**What to do**
An exact reproduction of the records is required, with all images left out.

**Dataset excerpts**
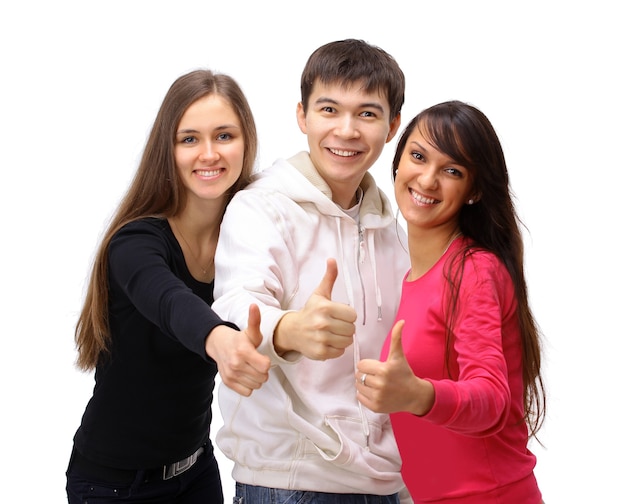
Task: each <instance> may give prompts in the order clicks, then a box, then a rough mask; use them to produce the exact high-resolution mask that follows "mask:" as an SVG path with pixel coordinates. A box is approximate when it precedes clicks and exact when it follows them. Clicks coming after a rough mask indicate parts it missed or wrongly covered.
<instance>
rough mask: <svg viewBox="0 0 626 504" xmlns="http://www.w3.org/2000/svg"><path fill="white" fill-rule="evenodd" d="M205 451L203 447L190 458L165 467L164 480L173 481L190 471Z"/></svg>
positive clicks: (173, 463) (165, 466)
mask: <svg viewBox="0 0 626 504" xmlns="http://www.w3.org/2000/svg"><path fill="white" fill-rule="evenodd" d="M203 451H204V447H203V446H201V447H200V448H198V449H197V450H196V452H195V453H194V454H193V455H189V457H187V458H184V459H183V460H179V461H178V462H174V463H173V464H170V465H166V466H163V480H168V479H172V478H173V477H174V476H178V475H179V474H182V473H184V472H185V471H186V470H187V469H189V468H190V467H191V466H192V465H194V464H195V463H196V461H197V460H198V456H199V455H200V454H201V453H202V452H203Z"/></svg>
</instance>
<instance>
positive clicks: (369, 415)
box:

**The completed task**
Task: each <instance> may give prompts in the order clicks, then a box, then a rough mask; use them to produce the exact high-resolution mask that follows "mask:" as an SVG path with pixel coordinates. A box is approximate when it precedes clicks and exact when it follows them. Clicks coming after a rough mask indicate parts it missed or wrongly covered.
<instance>
rough mask: <svg viewBox="0 0 626 504" xmlns="http://www.w3.org/2000/svg"><path fill="white" fill-rule="evenodd" d="M205 451L203 447L190 458L165 467L164 480L173 481L190 471Z"/></svg>
positive clicks: (173, 463) (165, 466)
mask: <svg viewBox="0 0 626 504" xmlns="http://www.w3.org/2000/svg"><path fill="white" fill-rule="evenodd" d="M203 451H204V447H203V446H201V447H200V448H198V449H197V450H196V452H195V453H194V454H193V455H189V457H187V458H184V459H183V460H179V461H178V462H174V463H173V464H170V465H166V466H163V480H168V479H172V478H173V477H174V476H178V475H179V474H182V473H184V472H185V471H186V470H187V469H189V468H190V467H191V466H192V465H194V464H195V463H196V461H197V460H198V456H199V455H200V454H201V453H202V452H203Z"/></svg>
</instance>
<instance>
positive clicks: (369, 415)
box:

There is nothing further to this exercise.